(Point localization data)
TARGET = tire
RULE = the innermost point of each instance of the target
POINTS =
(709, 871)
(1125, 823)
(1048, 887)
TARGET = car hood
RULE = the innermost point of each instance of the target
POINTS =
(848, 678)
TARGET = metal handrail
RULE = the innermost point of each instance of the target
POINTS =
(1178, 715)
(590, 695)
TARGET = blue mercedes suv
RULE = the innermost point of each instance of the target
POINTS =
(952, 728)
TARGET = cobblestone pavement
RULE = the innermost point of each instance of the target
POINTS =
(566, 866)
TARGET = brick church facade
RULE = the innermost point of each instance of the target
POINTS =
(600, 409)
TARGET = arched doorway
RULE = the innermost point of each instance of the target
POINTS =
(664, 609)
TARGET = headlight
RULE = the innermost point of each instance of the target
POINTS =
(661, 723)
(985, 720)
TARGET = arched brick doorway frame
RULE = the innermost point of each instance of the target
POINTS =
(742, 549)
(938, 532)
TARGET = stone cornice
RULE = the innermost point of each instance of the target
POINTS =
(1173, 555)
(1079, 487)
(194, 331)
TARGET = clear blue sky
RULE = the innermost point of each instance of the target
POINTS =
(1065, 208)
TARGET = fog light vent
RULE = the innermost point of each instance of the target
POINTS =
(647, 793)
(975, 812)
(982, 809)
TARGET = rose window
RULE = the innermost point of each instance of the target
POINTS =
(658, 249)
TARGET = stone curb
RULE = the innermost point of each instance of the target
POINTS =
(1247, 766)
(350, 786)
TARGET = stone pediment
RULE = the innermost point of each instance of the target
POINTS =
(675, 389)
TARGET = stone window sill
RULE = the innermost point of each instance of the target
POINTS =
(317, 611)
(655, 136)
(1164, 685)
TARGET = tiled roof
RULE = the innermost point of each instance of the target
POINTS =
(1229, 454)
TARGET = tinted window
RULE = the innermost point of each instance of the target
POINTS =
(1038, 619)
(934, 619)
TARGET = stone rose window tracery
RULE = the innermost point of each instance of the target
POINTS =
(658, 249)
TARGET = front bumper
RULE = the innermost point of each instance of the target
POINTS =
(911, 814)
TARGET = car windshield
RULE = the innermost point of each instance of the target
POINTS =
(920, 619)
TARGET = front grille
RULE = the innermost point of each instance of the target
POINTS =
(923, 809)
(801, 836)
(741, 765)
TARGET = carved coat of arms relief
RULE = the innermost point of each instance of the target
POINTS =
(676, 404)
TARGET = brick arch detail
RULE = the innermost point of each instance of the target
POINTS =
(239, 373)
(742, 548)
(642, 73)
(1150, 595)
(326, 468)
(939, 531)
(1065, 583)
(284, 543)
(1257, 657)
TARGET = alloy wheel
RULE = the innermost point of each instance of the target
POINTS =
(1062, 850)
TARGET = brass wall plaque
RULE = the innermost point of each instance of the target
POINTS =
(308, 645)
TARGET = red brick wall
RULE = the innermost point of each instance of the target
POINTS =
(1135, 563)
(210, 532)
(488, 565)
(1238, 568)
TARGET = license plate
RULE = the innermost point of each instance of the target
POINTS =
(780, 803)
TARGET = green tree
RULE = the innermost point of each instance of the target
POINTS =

WORK TO COMPLETE = Throughout the data above, copy all lines where the word "arched" is found.

SOLUTION TO THE PROBLEM =
TARGET = arched doorway
TARGET = arched brick doorway frame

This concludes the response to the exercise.